**Instructions to follow:**
In the records, find every line with the word "sample" and copy it out.

(Data records)
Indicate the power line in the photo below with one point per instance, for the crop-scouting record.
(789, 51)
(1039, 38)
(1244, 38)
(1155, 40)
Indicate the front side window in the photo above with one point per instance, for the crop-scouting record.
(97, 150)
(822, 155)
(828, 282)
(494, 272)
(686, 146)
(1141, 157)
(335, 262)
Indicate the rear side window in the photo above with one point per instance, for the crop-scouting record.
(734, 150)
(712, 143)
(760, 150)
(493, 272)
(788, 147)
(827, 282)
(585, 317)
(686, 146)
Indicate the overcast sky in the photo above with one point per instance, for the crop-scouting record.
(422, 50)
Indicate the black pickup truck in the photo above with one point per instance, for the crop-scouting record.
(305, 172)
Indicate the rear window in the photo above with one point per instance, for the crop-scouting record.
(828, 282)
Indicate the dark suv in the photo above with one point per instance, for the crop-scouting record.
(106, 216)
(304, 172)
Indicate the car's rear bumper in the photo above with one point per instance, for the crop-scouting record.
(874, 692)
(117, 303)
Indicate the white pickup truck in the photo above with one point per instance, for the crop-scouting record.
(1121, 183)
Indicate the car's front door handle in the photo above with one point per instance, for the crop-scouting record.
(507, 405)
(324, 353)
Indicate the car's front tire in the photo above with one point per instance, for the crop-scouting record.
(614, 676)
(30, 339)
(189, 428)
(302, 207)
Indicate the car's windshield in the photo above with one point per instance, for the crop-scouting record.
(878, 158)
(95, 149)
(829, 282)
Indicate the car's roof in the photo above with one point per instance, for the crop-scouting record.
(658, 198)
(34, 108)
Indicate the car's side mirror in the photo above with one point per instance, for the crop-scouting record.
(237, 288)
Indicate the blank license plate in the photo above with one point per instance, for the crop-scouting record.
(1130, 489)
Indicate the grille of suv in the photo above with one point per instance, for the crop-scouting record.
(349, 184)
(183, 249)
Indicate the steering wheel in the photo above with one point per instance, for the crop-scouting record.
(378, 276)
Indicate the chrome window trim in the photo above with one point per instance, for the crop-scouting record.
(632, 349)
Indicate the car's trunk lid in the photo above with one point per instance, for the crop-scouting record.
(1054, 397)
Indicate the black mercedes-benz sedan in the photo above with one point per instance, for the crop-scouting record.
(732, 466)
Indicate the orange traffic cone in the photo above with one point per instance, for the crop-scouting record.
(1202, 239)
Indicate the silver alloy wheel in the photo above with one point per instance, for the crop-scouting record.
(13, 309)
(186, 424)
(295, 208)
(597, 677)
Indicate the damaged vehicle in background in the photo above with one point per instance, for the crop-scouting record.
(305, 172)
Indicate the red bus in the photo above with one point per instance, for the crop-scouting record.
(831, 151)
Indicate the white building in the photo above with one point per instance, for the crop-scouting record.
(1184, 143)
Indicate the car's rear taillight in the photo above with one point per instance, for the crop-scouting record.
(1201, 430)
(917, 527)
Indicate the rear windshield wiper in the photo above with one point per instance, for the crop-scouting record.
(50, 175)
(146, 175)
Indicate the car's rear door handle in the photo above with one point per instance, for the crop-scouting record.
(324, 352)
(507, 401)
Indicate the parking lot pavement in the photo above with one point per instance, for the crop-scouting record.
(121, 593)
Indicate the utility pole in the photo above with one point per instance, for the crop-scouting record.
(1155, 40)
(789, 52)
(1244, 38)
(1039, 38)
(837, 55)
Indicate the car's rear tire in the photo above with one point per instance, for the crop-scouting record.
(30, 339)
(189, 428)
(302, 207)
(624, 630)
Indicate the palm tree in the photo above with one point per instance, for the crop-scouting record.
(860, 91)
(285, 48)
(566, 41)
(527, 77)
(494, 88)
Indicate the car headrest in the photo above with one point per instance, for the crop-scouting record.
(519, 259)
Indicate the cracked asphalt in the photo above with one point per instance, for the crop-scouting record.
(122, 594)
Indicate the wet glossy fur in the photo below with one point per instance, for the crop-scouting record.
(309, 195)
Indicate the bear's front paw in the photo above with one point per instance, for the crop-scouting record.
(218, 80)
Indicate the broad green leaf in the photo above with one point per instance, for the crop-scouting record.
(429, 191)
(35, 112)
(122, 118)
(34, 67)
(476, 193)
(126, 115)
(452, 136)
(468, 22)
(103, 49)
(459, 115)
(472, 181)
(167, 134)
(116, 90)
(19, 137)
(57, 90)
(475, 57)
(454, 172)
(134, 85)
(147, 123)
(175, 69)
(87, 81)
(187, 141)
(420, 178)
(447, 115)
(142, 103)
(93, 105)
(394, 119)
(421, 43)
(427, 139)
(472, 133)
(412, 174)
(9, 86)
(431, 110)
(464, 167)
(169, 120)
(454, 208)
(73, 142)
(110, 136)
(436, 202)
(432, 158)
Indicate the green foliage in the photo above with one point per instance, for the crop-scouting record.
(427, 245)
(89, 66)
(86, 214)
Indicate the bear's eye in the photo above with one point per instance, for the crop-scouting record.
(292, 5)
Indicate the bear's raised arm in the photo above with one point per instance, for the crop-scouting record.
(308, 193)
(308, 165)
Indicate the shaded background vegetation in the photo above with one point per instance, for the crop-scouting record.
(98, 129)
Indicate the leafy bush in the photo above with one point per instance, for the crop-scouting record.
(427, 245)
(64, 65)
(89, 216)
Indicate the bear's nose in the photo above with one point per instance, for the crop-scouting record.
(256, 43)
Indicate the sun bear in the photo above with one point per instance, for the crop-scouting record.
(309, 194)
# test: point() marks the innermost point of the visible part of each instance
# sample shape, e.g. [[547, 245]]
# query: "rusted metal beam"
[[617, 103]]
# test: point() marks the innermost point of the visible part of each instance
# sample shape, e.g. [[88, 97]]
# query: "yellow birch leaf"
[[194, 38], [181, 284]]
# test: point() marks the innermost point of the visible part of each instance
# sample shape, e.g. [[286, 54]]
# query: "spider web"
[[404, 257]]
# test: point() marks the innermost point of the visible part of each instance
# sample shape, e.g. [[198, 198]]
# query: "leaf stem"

**Response below:**
# sample shape, e.g. [[547, 245]]
# sample shape, e.g. [[88, 97]]
# sample shape, e.g. [[286, 54]]
# sample shape, e.g. [[198, 198]]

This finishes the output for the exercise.